Exercise prompt:
Count the lines of the data below that include the string "feather", and provide nothing but the result.

The data:
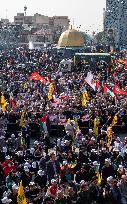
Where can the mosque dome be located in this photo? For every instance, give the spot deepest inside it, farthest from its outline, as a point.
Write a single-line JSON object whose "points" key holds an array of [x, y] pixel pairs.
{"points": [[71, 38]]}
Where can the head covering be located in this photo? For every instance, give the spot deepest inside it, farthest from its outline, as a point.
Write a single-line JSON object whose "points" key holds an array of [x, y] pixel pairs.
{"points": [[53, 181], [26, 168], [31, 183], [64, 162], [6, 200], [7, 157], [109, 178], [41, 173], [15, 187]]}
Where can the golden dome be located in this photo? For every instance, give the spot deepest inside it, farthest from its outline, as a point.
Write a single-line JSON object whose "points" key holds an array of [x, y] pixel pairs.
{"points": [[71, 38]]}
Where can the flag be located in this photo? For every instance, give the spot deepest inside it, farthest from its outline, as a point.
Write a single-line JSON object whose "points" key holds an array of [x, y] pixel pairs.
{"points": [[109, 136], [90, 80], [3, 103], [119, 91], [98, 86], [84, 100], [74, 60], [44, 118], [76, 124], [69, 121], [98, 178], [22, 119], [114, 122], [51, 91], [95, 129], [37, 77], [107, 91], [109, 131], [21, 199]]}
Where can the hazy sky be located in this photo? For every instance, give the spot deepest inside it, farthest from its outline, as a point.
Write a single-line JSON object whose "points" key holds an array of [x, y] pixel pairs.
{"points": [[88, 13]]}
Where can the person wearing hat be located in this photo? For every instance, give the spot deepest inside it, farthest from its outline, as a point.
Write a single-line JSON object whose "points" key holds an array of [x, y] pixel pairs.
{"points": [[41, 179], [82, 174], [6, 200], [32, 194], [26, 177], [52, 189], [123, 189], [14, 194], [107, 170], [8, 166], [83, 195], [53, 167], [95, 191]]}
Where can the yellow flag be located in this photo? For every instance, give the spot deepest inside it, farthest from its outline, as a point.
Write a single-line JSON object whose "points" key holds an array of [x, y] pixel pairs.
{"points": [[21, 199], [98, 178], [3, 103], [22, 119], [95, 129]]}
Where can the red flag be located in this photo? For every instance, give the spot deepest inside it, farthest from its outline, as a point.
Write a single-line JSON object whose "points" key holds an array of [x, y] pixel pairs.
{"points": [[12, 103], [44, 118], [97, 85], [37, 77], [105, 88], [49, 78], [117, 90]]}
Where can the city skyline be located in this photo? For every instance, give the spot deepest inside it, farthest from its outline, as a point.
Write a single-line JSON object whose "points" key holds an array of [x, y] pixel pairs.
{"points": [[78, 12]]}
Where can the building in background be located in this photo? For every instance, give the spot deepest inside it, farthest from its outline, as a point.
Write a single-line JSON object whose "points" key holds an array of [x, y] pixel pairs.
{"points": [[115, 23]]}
--
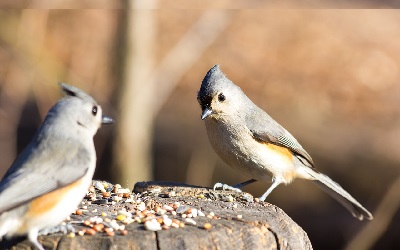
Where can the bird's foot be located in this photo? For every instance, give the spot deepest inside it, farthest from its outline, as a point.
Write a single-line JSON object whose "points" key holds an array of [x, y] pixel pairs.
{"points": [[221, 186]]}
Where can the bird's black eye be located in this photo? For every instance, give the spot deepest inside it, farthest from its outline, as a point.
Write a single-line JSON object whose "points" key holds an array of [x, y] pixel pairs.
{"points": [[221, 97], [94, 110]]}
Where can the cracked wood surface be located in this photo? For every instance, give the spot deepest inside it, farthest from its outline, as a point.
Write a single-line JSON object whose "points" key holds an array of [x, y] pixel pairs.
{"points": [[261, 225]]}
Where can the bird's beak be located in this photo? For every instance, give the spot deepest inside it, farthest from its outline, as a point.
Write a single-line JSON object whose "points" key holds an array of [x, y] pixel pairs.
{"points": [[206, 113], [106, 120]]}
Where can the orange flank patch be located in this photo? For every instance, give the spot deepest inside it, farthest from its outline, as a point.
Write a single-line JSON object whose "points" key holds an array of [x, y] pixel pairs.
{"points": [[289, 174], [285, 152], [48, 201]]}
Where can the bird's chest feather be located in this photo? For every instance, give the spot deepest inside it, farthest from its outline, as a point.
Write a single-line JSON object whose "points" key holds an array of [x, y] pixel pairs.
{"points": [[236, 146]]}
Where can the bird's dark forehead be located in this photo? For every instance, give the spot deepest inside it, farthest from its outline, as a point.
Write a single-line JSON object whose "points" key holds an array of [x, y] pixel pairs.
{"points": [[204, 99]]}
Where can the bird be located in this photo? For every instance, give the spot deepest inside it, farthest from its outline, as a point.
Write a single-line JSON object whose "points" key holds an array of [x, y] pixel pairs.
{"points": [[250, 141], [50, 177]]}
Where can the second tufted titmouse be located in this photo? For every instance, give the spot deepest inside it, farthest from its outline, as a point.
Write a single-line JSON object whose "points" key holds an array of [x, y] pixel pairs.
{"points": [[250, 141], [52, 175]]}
==
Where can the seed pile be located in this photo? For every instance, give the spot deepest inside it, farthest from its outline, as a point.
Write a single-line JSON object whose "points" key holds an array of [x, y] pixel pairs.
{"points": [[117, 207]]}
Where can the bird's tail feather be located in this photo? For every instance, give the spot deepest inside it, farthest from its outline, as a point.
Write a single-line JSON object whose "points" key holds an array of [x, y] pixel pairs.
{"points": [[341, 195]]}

Task result:
2